-- START Exercise inputs --

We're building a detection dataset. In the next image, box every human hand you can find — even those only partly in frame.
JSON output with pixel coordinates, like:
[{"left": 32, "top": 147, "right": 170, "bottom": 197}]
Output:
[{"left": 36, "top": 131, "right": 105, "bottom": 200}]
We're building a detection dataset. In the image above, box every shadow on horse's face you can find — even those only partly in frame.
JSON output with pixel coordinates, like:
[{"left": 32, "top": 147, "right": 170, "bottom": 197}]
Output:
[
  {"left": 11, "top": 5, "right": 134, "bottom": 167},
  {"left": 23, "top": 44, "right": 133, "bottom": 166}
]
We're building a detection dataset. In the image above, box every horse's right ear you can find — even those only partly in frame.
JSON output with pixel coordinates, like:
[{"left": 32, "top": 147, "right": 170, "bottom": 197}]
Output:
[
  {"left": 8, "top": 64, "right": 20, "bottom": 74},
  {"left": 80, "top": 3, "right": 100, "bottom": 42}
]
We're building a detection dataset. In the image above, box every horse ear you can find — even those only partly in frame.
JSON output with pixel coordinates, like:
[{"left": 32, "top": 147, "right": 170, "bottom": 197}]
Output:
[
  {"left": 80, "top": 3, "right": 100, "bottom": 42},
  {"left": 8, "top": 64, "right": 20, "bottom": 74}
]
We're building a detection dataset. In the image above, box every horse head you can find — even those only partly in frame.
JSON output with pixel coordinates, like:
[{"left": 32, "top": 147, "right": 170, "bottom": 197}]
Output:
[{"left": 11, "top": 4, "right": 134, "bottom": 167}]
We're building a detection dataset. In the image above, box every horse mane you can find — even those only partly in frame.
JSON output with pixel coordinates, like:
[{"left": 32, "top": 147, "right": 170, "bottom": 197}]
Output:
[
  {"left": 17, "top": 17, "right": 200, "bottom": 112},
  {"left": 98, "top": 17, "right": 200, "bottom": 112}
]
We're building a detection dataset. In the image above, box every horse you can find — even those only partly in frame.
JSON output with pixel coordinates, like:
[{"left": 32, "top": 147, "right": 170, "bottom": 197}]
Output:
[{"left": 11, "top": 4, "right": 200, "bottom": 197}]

-- END Exercise inputs --

■ **Given exercise**
Reproduce the records above exactly.

■ **Result for this exercise**
We're building a detection dataset. In the next image, box every human hand you can find — even those only partly in frame.
JSON output with pixel coordinates, like:
[{"left": 32, "top": 147, "right": 170, "bottom": 197}]
Output:
[{"left": 36, "top": 131, "right": 105, "bottom": 200}]
We're building a detection dataset. In the image above, box every shadow on horse's face you can find — even those only partly in frame.
JSON output with pixel coordinates, like:
[{"left": 32, "top": 147, "right": 170, "bottom": 197}]
Output:
[
  {"left": 11, "top": 5, "right": 134, "bottom": 167},
  {"left": 23, "top": 44, "right": 133, "bottom": 166}
]
We're building a detection dataset. In the image above, box every horse's right ear you can find — even those only partly in frame.
JSON output with pixel coordinates, like:
[{"left": 32, "top": 147, "right": 170, "bottom": 197}]
Output:
[
  {"left": 8, "top": 64, "right": 20, "bottom": 74},
  {"left": 80, "top": 3, "right": 100, "bottom": 42}
]
We're building a detection dataset. In the image above, box every horse ear you can find — even those only partly in frame.
JSON output with pixel coordinates, like:
[{"left": 32, "top": 147, "right": 170, "bottom": 197}]
Output:
[
  {"left": 80, "top": 3, "right": 100, "bottom": 42},
  {"left": 8, "top": 64, "right": 20, "bottom": 74}
]
We're building a detection dataset. In the image above, box every horse head you can find — even those only partly in frame.
JSON output with pixel coordinates, like:
[{"left": 32, "top": 147, "right": 170, "bottom": 197}]
Output:
[{"left": 11, "top": 4, "right": 134, "bottom": 167}]
We're building a detection dataset. In the image above, box every horse mane you can find — even those only partly in frame.
JSON output with pixel coordinates, like:
[{"left": 32, "top": 147, "right": 170, "bottom": 197}]
Output:
[
  {"left": 17, "top": 17, "right": 200, "bottom": 112},
  {"left": 98, "top": 17, "right": 200, "bottom": 112}
]
We're building a detection dataset. In the image above, box every horse you can find — even those only partly in frame.
JSON output with pixel coordinates, like:
[{"left": 32, "top": 147, "right": 170, "bottom": 197}]
Output:
[{"left": 11, "top": 4, "right": 200, "bottom": 197}]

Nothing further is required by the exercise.